Chapter 8.10
PUBLIC NUISANCES

Sections:

8.10.010    Purpose and construction.

8.10.020    Definitions.

8.10.030    Duty to maintain real property.

8.10.040    Prohibited conduct.

8.10.050    Public nuisances declared.

8.10.060    Abatement of public nuisance.

8.10.070    Enforcement.

8.10.080    Investigation and notice of violation.

8.10.090    Time to comply.

8.10.100    Hearing.

8.10.110    Municipal court order.

8.10.120    Abatement – Costs.

8.10.130    Civil penalties.

8.10.140    Additional relief.

8.10.150    Liens.

8.10.010 Purpose and construction.

The purpose of this chapter is to define, regulate and provide for the abatement of public nuisances; reduce fire, safety and health hazards; preserve and enhance the attractiveness of the city’s neighborhoods; and protect property values within the city. This chapter is an exercise of the police power and is necessary for the health, safety and welfare of the city and to preserve and protect the public peace. Therefore, the provisions of this chapter shall be liberally construed for the accomplishment of such purposes. This chapter shall not apply to piers, docks, and net sheds along the shoreline. (Ord. 1162 § 1, 2009).

8.10.020 Definitions.

All terms used in this chapter shall have their common definition meaning. In addition to the common definition meaning, the terms used shall mean as follows:

“Abate” means to repair, replace, remove, destroy or otherwise remedy a condition that violates this chapter.

= REQUIREMENT 1 =
Rewrite the paragraph of the public nuisances chapter that begins "The purpose of this chapter" as a bulleted list, keeping its main facts.
= REQUIREMENT 2 =
According to the public nuisances chapter, why are its provisions to be liberally construed?
= REQUIREMENT 3 =
Resume the public nuisances chapter by writing the next part after its last sentence.
The data after this point comes from a different source.

= SUPPLIED MATERIAL =
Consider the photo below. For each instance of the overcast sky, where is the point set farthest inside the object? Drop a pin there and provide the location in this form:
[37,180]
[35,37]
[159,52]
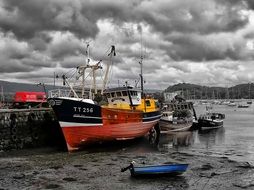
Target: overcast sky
[208,42]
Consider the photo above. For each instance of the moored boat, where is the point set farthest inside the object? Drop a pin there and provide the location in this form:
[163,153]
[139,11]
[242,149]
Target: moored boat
[154,170]
[211,120]
[176,117]
[243,106]
[127,114]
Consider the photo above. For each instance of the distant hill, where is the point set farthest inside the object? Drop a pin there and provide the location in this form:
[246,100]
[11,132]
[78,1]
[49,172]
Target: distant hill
[12,87]
[9,89]
[193,91]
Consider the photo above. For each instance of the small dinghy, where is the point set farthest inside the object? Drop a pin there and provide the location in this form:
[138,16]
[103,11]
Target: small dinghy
[153,170]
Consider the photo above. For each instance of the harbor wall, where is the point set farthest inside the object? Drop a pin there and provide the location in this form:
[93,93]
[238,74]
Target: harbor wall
[27,128]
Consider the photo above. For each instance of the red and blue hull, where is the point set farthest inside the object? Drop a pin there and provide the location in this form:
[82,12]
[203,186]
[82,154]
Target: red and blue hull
[84,123]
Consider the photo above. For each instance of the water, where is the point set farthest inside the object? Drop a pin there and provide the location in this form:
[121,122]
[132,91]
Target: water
[234,140]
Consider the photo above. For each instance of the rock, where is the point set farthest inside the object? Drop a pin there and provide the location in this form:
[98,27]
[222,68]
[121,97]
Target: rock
[206,167]
[19,176]
[245,165]
[52,186]
[69,179]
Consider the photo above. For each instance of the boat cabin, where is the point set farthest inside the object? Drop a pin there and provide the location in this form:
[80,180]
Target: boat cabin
[123,95]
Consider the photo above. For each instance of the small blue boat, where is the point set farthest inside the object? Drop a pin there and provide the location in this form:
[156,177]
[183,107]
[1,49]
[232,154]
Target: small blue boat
[164,169]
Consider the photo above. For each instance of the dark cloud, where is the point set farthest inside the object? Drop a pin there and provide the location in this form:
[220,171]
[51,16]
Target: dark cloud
[26,18]
[37,36]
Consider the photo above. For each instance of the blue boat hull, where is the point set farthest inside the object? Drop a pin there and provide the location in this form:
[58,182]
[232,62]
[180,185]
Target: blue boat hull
[172,169]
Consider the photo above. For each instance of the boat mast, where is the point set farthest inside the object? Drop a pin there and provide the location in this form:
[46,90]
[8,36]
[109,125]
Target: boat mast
[141,65]
[105,80]
[83,68]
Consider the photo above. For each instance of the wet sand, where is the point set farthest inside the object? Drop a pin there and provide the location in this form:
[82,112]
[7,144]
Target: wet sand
[48,168]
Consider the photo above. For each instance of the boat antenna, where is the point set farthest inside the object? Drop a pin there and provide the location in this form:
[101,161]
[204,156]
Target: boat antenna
[105,80]
[141,61]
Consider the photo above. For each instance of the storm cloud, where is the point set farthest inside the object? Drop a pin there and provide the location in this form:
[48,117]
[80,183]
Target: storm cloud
[209,41]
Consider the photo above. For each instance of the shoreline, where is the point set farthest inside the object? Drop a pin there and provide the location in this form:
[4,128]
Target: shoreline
[47,168]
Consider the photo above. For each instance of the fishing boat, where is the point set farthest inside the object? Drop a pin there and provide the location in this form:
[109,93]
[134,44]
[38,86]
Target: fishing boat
[155,170]
[243,106]
[176,117]
[126,113]
[210,120]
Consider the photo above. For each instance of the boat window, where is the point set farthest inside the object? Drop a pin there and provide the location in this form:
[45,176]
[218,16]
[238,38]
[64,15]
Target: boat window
[124,93]
[108,95]
[148,103]
[112,94]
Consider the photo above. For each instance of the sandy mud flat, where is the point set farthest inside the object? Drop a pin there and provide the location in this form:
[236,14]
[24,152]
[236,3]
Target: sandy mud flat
[51,169]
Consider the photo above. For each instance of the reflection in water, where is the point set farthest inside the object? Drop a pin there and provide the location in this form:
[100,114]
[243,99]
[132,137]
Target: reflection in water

= EXERCISE ANSWER 1 =
- Purposes: define, regulate and provide for the abatement of public nuisances; reduce fire, safety and health hazards; preserve and enhance the attractiveness of the city's neighborhoods; and protect property values within the city.
- The chapter is an exercise of the police power and is necessary for the city's health, safety and welfare and to preserve and protect the public peace.
- Its provisions are to be liberally construed to accomplish these purposes.
- It does not apply to piers, docks, and net sheds along the shoreline.
- Source: Ord. 1162 § 1, 2009.

= EXERCISE ANSWER 2 =
The chapter is an exercise of the police power and is necessary for the health, safety and welfare of the city and to preserve and protect the public peace. Its provisions are therefore to be liberally construed so that it can accomplish its purposes.

= EXERCISE ANSWER 3 =
“Building materials” means lumber, plumbing materials, wallboard, sheet metal, plaster, brick, cement, asphalt, concrete block, roofing materials, cans of paint and similar materials.

“Dilapidated” means a building that is generally in a deteriorated condition and meets two or more of the following conditions:

1. Exterior wall(s) and/or siding having loose or rotting materials or showing holes or breaks.

2. One or more windows that are missing glass or are boarded.

3. Roof, stairs, porch, or building structure that is sagging, leaning, or in a state of collapse.

4. At least 25 percent of a roof with missing shingles (or other roofing materials).

5. Roof, wall, or any portion thereof with tarps, plastic sheeting, or other temporary materials intended to compensate for leakage; provided, that said materials are attached for more than six months.

6. Any building which is determined to be a dangerous building pursuant to the Uniform Code for the Abatement of Dangerous Buildings as adopted by reference in the Gig Harbor Municipal Code.

“Garbage” means waste food products, other organic waste products and packaging materials from food products.

“Junk” means discarded, broken or disabled items, including, but not limited to, furniture, appliances, toys, vehicle parts, building materials, tools, machinery parts or other items that are not in functioning condition.

“Person” means human beings of either sex as well as firms, partnerships, corporations, and all associations of human beings, whether acting by themselves or by a servant, agent or employee.

“Premises” means any building, lot, parcel, real estate, land or portion of land whether improved or unimproved, including adjacent sidewalks and parking strips.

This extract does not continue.